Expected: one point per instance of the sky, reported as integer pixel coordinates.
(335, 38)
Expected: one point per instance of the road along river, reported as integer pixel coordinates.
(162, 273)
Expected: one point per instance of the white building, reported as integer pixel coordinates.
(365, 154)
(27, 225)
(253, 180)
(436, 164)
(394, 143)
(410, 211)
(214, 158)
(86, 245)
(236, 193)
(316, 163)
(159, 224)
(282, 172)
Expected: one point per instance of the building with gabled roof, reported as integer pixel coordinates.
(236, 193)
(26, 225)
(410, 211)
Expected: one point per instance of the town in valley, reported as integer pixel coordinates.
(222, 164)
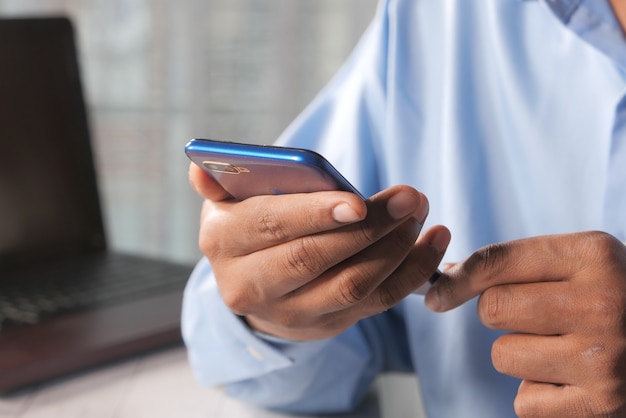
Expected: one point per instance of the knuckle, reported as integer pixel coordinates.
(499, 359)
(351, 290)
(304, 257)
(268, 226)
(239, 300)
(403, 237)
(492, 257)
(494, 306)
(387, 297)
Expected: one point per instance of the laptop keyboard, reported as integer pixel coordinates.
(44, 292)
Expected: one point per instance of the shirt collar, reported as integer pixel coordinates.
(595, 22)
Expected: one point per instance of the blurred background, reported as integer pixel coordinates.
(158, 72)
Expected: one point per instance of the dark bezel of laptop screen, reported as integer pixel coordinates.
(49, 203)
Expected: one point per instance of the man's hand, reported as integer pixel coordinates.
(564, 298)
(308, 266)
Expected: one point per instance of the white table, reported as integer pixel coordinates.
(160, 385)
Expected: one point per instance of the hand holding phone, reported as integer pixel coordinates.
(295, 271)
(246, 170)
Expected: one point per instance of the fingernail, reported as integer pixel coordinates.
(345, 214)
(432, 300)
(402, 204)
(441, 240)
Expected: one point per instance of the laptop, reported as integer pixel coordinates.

==

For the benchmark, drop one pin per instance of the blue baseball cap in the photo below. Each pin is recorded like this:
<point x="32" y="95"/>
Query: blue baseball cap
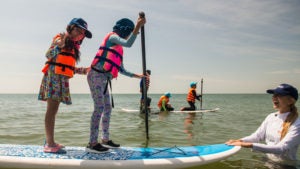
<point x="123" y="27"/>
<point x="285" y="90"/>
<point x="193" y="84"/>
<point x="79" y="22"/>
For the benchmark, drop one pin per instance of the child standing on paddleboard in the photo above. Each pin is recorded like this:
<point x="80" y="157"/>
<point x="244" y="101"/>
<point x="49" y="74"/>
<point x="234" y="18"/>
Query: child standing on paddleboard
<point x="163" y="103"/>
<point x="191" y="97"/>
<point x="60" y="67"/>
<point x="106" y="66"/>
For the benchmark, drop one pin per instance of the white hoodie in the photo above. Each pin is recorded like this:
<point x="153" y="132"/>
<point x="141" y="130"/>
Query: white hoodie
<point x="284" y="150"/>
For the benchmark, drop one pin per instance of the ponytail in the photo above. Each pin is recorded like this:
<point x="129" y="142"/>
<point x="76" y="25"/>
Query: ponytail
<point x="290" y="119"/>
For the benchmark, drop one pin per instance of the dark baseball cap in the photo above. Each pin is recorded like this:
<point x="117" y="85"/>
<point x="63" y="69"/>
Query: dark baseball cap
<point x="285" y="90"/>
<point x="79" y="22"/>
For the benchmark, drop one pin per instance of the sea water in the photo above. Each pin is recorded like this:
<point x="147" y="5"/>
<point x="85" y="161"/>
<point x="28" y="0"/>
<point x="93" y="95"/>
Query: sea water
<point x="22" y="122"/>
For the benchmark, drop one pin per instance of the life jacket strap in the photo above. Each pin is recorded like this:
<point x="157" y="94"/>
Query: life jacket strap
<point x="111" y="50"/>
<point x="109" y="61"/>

The request:
Count the lines in the material above that contain the string "water", with case counting toward a match, and give only the number.

Exercise answer:
2